The exercise: Output only the span of lines that begins at the line containing "Where can you spot the concrete staircase" and ends at the last line of the data, both included, exactly as they appear.

Dataset rows:
— begin —

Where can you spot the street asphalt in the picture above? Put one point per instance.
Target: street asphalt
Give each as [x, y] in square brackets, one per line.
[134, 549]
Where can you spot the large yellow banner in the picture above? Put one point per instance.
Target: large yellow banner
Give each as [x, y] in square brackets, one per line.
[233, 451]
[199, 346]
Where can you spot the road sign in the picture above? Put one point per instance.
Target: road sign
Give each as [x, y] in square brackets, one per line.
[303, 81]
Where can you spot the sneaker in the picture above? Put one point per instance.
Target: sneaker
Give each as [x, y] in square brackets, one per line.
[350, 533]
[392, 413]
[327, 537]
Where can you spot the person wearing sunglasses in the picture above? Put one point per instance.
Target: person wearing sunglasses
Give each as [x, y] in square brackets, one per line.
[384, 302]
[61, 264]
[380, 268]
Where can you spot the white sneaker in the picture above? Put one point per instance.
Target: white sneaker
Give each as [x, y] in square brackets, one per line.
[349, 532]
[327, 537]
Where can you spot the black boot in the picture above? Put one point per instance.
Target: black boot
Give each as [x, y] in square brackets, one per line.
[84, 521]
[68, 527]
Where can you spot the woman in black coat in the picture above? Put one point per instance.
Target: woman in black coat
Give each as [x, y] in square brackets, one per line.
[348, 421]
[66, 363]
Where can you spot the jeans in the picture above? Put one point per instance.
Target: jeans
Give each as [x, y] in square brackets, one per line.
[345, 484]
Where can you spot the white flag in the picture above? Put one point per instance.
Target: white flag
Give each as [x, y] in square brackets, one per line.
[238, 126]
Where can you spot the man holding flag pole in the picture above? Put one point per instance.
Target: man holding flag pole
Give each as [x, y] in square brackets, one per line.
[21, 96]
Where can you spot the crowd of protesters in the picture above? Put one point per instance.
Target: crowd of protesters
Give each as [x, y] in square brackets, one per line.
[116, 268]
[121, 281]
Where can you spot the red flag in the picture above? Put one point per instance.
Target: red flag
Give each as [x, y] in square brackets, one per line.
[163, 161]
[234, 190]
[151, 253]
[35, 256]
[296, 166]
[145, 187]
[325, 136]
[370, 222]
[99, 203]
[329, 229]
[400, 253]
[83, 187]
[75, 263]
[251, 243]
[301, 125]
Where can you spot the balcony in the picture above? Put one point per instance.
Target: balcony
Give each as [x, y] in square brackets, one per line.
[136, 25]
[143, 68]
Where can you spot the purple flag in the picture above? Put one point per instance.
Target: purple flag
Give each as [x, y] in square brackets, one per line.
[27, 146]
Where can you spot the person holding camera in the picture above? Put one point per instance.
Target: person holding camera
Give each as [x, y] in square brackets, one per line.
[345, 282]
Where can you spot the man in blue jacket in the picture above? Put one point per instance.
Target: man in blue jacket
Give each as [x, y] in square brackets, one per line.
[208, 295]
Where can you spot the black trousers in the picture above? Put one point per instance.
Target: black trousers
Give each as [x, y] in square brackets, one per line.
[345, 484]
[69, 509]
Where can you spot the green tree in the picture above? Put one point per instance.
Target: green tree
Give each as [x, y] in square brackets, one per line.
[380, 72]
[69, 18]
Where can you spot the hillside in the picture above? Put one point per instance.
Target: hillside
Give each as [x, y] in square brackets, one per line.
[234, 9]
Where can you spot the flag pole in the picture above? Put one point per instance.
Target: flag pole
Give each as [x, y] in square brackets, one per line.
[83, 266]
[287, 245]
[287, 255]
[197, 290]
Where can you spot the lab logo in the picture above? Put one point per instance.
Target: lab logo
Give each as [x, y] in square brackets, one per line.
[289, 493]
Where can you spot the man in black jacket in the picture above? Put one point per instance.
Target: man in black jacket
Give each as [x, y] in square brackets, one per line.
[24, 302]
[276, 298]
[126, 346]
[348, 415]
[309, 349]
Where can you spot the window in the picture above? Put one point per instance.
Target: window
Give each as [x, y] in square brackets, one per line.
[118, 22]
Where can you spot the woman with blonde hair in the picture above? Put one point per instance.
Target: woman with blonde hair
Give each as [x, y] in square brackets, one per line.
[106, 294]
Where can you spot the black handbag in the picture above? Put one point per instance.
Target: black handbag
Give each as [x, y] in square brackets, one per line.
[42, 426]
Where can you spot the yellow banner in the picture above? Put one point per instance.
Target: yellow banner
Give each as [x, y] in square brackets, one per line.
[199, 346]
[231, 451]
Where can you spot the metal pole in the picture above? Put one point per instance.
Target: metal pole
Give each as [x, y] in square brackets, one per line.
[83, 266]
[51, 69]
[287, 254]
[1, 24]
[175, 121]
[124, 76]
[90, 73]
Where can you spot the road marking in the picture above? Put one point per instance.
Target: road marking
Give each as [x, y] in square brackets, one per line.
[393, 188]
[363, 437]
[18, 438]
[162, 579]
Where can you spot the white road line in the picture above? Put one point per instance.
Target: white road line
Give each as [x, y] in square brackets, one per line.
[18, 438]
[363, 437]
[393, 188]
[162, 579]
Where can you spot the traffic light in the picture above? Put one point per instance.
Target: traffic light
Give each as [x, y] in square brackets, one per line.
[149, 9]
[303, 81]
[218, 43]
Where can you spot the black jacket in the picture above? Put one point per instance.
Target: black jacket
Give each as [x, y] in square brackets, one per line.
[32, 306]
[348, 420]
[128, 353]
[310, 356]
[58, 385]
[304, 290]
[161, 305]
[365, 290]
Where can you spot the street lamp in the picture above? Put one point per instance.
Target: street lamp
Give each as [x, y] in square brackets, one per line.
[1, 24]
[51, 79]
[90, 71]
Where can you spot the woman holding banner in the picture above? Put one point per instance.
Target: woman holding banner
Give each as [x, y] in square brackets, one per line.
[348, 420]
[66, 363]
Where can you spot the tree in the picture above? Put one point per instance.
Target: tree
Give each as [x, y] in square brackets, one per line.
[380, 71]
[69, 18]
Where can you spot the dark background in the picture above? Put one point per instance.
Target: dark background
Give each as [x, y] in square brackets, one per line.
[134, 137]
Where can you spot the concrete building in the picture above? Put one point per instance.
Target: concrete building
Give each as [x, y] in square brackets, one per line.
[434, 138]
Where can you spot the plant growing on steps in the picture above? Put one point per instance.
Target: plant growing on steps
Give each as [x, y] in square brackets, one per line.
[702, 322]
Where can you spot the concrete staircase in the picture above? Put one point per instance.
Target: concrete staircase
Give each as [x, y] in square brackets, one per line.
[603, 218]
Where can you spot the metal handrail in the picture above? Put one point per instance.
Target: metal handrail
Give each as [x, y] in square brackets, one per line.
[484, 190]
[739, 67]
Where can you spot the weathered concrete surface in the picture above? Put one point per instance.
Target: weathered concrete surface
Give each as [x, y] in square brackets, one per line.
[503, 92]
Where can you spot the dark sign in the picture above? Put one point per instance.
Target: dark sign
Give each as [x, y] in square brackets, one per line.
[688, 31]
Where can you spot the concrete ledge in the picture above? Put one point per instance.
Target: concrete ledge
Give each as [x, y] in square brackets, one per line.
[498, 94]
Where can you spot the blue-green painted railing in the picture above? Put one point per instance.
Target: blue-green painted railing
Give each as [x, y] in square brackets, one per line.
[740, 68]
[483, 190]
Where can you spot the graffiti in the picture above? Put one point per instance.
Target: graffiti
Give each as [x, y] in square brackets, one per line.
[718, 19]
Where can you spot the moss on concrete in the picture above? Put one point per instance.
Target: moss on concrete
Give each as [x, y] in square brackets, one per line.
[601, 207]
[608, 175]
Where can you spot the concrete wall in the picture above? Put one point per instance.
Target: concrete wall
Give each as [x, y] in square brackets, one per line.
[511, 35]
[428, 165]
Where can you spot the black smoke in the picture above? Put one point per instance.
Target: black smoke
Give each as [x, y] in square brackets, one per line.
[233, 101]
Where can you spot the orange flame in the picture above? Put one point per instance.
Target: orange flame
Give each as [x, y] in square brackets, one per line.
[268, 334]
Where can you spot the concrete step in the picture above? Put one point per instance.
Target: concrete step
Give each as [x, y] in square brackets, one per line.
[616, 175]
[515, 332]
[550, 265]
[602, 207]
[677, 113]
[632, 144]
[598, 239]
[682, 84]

— end —

Response:
Where can you spot the concrete staircase in the picture above? Put one point per instance.
Target: concrete staircase
Give each as [x, y] in square brackets, one per line.
[603, 218]
Where can you spot the metal handrail in the picture above? Put one point per instance.
Target: metal handrail
Give each as [x, y] in square brackets, one per line.
[484, 190]
[739, 67]
Where can you spot the weathered concrete surface in the picture above? Put one point per instance.
Target: weathered concrete surface
Give each as [x, y] in square brackets, one per line.
[503, 92]
Where can you spot the dark sign in the picture above? Put one point per instance.
Target: dark sign
Give each as [x, y] in square brackets, one per line.
[688, 31]
Where can you spot the concrete ledge in the picture above? Put one point per instance.
Target: concrete ledge
Give each as [x, y] in square brackets, one per line.
[498, 94]
Where can you spot the blue-green painted railing in the picture above? Put one point per instance.
Target: blue-green painted railing
Give each as [x, y] in square brackets, one per line.
[740, 68]
[483, 190]
Where can you spot the graffiti in the picture above? Put one point per instance.
Target: graffiti
Give each as [x, y] in square brackets, one per line.
[718, 19]
Where can you spot the moss on concrete in the picture above? Put one point per instance.
Target: moss on concrete
Give each as [x, y] in square brackets, one per line.
[601, 207]
[608, 175]
Where can you spot the concrete wall in the picture above? Put one point per instance.
Target: concrete wall
Give each as [x, y] in square brackets, one per line.
[511, 35]
[428, 165]
Where can you spot the black smoke in the picture above? Put one point per instance.
Target: black smoke
Give each as [x, y] in square brackets, one per line.
[233, 101]
Where can you spot the orange flame in the picture above? Put one point per instance.
Target: orange flame
Give each as [x, y] in square brackets, one per line.
[268, 334]
Where can you spot the concrete step in the picture above? Put one point per instance.
Target: concrete step
Give each as [x, y] in square brackets, one per line.
[616, 175]
[515, 332]
[550, 265]
[602, 207]
[677, 113]
[632, 144]
[598, 239]
[682, 84]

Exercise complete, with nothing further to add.